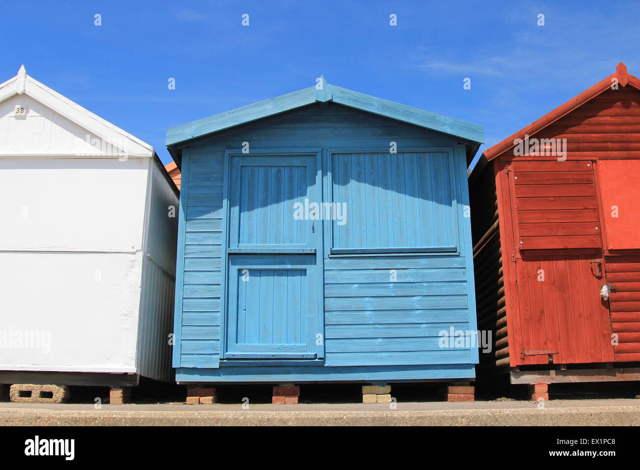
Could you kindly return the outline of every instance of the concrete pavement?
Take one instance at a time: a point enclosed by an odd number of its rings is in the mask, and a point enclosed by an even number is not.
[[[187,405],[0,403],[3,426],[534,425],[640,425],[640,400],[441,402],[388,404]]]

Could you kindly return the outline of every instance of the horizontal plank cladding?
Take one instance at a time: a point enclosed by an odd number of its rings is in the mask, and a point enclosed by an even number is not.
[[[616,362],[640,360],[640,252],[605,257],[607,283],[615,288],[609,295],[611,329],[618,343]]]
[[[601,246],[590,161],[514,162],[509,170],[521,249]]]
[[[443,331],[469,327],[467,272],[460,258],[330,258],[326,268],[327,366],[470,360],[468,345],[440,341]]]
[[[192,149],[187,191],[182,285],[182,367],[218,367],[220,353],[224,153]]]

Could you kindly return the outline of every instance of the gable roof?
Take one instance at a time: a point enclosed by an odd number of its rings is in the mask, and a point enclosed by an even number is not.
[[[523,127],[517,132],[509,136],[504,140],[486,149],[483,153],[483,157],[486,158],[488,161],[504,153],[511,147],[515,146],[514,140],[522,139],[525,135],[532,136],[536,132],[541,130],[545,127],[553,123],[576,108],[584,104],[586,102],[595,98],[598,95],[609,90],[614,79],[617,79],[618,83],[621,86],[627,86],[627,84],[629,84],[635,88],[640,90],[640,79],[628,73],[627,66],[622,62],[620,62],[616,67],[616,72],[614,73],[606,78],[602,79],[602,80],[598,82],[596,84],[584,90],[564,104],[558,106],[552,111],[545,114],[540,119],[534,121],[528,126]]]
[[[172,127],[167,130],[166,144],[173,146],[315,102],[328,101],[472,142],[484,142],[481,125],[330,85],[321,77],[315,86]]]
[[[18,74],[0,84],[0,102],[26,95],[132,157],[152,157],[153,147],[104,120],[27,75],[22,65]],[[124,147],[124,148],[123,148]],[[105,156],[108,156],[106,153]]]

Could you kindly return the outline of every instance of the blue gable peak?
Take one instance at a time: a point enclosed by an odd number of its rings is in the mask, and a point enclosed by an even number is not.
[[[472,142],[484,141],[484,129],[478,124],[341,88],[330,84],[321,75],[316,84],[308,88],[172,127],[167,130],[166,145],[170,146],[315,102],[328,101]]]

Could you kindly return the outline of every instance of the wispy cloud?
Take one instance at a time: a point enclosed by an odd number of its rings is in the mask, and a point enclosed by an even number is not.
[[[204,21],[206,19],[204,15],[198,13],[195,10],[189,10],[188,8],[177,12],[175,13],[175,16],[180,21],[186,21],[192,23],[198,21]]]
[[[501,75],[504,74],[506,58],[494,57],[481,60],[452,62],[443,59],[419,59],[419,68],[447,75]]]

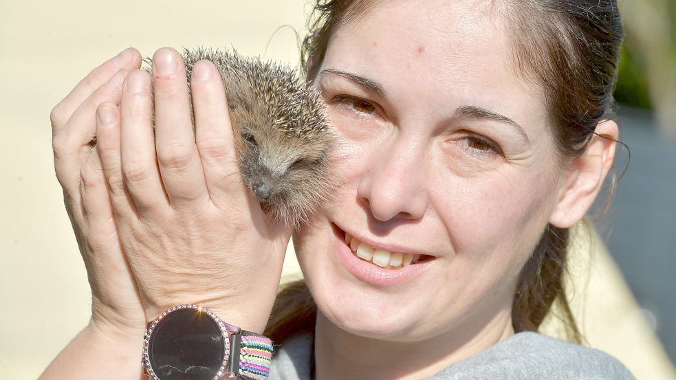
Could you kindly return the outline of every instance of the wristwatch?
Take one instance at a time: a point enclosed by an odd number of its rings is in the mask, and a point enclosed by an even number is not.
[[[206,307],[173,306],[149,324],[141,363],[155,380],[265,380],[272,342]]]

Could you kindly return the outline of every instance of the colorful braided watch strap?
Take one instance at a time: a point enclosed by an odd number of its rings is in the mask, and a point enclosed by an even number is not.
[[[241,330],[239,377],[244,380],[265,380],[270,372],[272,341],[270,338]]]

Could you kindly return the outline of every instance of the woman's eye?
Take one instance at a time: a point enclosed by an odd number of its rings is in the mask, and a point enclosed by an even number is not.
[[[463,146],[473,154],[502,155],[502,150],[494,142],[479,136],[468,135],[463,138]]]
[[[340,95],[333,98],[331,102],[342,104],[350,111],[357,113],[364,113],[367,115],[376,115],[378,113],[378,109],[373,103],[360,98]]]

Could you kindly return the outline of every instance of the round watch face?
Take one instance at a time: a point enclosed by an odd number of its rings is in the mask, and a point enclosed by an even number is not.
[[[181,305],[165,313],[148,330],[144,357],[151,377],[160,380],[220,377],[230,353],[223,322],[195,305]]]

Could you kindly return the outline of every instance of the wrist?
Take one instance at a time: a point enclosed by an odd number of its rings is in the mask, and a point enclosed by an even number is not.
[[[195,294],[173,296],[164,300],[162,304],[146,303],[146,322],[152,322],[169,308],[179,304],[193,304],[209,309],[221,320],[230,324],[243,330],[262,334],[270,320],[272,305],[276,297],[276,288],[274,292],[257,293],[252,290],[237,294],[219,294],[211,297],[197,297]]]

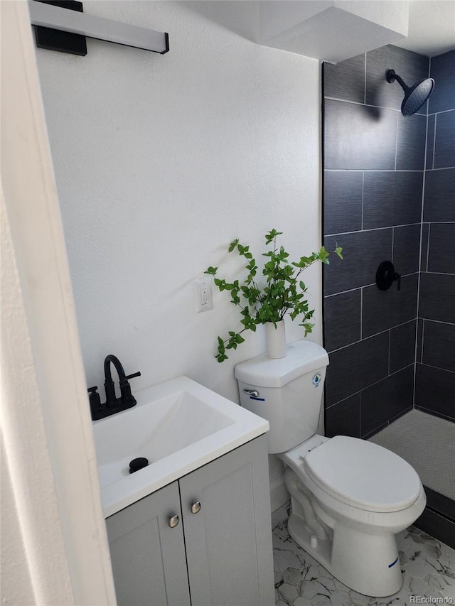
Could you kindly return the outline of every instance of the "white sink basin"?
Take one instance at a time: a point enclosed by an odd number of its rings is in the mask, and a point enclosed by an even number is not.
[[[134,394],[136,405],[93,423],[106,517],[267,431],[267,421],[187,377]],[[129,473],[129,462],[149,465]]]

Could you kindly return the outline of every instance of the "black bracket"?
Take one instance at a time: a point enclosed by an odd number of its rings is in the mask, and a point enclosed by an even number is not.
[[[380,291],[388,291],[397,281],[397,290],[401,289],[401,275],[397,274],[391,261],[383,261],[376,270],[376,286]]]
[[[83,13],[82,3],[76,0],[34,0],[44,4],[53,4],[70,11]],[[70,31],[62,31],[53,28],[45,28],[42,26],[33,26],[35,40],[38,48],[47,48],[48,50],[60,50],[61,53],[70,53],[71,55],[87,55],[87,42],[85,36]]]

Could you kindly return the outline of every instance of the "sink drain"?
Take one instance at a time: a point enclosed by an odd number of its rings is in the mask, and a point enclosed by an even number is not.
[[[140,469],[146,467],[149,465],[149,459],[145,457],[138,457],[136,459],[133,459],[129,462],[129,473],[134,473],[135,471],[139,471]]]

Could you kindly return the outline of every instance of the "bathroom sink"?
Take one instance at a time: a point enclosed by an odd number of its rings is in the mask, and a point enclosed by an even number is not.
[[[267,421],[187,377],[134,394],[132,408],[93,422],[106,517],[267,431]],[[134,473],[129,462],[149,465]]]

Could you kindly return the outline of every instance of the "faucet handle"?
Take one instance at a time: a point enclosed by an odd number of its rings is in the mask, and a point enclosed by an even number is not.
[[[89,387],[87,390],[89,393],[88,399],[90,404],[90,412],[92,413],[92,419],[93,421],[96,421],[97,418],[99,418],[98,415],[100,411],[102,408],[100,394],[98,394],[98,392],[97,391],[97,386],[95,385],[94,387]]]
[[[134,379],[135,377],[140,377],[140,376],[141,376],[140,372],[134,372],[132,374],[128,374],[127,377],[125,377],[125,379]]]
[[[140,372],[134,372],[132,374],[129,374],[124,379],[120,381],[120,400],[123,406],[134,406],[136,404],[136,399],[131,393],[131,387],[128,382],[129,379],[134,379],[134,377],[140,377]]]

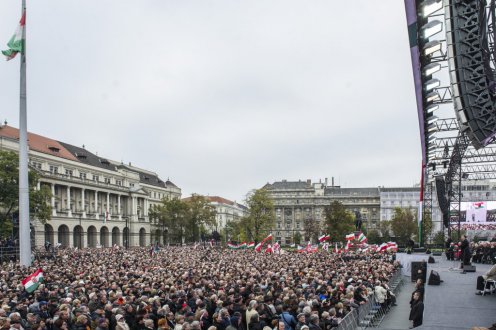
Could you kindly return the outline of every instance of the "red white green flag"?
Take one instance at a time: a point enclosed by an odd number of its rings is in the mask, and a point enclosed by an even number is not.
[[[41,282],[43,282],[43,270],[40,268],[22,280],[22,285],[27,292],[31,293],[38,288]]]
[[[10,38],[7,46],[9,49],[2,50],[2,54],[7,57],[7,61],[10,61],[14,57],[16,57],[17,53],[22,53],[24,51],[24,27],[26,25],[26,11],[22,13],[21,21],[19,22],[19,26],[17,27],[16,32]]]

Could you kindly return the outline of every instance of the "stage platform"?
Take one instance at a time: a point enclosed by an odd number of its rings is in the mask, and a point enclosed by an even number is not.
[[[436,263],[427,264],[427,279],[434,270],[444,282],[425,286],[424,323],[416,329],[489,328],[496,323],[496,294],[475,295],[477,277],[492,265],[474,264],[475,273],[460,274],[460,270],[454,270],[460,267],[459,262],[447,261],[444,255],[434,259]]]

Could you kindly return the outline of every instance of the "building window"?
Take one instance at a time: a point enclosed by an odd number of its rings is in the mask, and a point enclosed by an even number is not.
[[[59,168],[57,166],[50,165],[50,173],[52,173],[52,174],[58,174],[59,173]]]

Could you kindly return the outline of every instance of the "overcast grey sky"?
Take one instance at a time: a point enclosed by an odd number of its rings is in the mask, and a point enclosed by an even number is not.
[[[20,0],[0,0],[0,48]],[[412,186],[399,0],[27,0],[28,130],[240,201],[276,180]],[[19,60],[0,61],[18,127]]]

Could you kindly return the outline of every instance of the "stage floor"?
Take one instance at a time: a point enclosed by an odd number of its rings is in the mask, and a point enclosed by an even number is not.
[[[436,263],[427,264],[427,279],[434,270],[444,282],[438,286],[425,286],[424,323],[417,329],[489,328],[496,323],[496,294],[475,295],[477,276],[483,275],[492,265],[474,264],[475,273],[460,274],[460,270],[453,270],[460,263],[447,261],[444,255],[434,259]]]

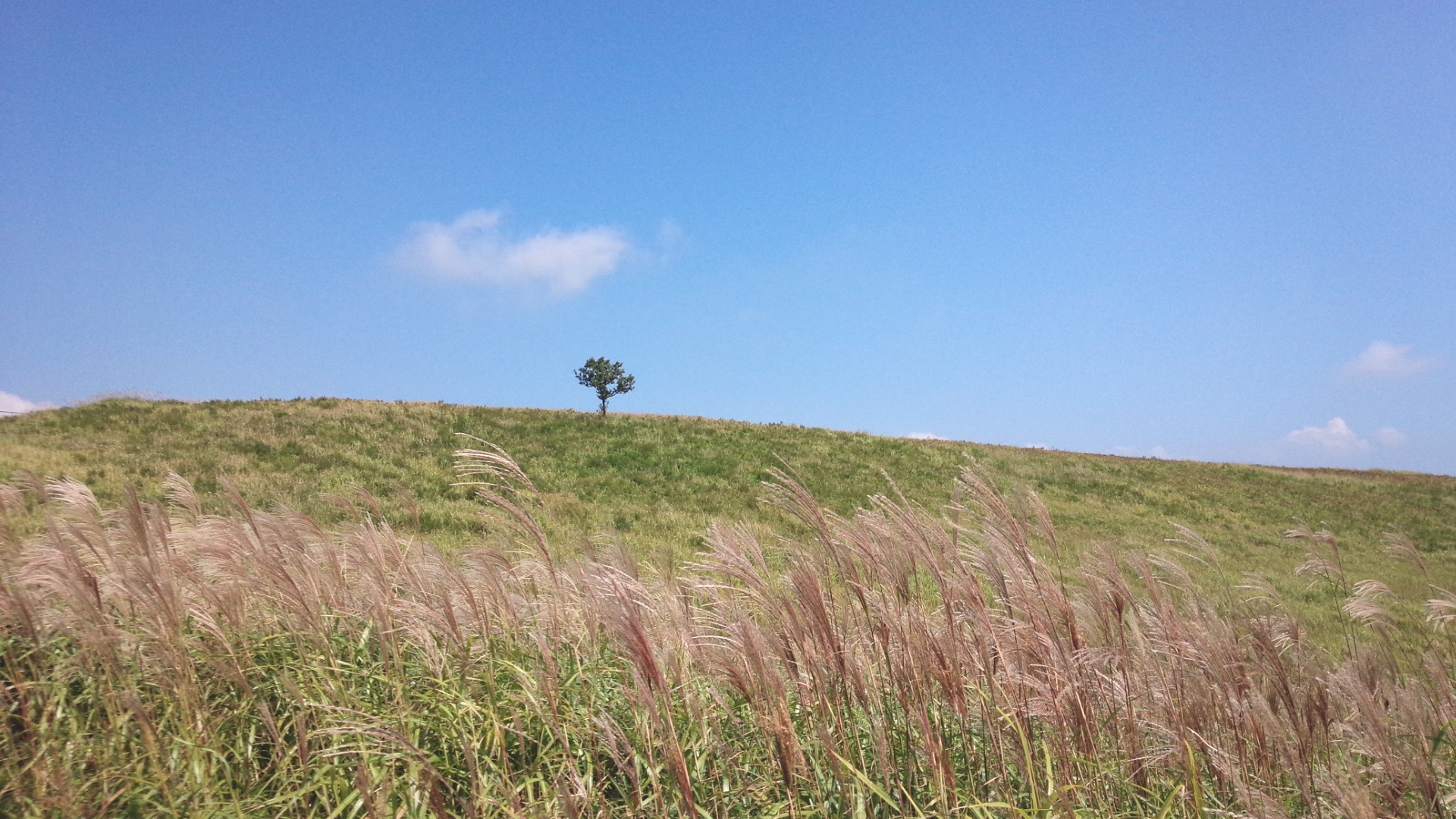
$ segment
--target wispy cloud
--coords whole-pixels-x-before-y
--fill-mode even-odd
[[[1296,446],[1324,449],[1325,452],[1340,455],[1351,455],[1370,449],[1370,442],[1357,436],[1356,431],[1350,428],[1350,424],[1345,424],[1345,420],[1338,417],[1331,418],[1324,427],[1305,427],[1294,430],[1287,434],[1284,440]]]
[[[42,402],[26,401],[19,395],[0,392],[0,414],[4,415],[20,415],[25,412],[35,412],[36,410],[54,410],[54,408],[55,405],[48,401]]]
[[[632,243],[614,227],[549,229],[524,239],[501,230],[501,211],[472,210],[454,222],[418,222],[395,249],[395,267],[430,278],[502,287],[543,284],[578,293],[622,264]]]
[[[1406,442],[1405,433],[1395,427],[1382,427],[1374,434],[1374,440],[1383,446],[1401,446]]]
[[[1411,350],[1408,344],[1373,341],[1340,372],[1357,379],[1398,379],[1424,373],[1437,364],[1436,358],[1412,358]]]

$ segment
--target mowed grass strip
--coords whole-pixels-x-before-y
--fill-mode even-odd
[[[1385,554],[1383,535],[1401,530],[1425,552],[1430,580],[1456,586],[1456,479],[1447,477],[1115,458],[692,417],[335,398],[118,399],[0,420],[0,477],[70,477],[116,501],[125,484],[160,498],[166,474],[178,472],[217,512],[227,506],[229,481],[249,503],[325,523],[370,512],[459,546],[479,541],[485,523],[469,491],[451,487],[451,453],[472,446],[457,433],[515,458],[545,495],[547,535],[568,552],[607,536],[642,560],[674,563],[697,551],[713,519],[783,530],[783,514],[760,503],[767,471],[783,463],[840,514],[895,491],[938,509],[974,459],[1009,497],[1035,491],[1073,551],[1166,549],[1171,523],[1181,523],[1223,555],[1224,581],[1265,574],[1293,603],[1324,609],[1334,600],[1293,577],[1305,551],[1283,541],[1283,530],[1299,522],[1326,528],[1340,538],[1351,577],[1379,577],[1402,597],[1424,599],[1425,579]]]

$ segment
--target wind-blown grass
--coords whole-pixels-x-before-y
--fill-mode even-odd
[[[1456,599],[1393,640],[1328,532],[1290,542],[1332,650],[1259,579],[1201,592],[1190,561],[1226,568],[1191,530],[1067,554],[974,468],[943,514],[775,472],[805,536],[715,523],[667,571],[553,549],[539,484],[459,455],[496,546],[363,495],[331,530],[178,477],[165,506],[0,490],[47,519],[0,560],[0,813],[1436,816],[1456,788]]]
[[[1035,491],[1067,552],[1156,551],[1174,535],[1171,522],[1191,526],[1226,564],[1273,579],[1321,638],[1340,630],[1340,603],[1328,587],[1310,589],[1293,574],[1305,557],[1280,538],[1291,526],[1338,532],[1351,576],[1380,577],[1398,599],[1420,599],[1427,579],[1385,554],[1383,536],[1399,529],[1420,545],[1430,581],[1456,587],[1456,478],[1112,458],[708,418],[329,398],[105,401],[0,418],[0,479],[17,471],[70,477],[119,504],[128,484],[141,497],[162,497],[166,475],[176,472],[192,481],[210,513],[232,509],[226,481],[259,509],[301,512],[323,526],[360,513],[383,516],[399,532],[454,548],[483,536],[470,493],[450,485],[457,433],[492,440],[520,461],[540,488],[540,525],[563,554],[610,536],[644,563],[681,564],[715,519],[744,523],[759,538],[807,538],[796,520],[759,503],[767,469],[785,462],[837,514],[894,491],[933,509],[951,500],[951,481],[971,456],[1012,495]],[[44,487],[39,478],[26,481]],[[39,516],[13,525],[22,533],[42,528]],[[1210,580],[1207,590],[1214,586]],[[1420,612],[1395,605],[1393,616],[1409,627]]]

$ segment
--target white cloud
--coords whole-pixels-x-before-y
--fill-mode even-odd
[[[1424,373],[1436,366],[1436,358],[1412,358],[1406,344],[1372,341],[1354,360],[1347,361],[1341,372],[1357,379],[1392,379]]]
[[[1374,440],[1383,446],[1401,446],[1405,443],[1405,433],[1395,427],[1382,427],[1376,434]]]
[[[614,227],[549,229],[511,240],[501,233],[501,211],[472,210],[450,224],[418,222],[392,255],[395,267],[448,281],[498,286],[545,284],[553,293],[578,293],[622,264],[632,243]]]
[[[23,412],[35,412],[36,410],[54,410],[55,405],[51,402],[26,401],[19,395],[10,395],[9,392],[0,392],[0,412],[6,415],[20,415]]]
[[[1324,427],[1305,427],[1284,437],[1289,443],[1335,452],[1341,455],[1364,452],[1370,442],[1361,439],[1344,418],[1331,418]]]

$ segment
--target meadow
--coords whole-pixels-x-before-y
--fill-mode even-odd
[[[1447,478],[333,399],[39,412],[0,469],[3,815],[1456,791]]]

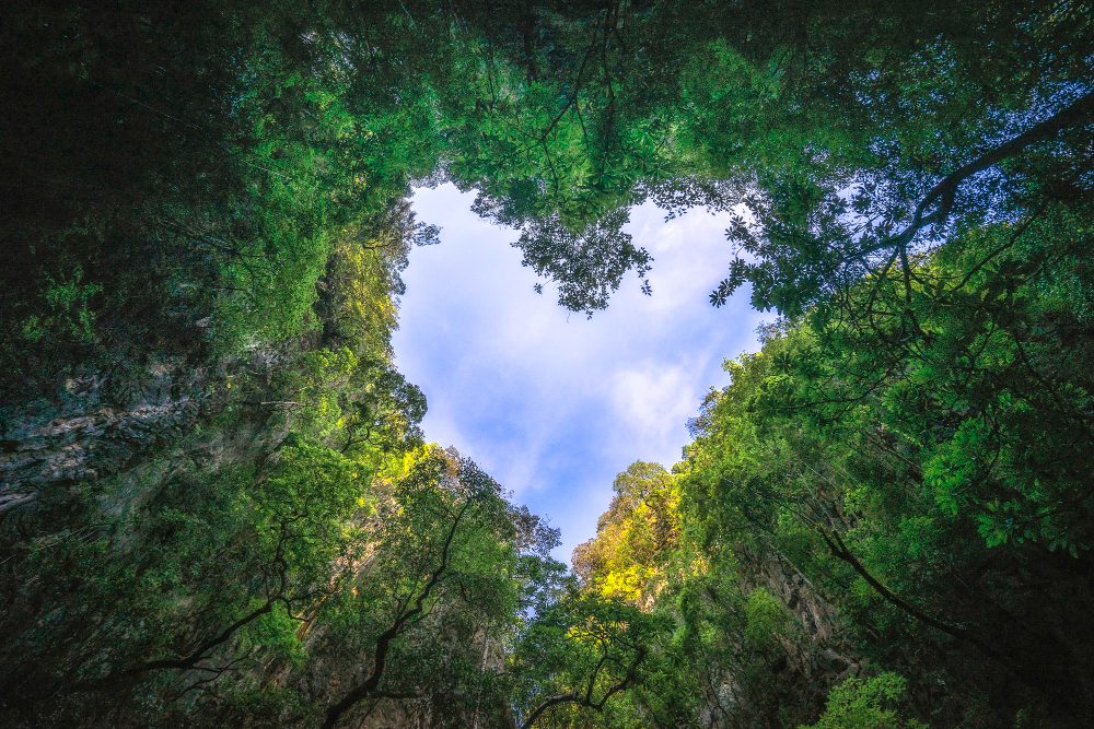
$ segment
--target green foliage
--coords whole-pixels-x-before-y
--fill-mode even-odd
++++++++
* **SHORT PROBLEM**: Copy out, in full, every line above that contains the string "sink".

* **THE REPLY**:
Could you kindly return the outline of every instance of the "white sink basin"?
Could you kindly return the outline of every instance of the "sink drain"?
Could you kindly return the outline of every instance of the "bathroom sink"?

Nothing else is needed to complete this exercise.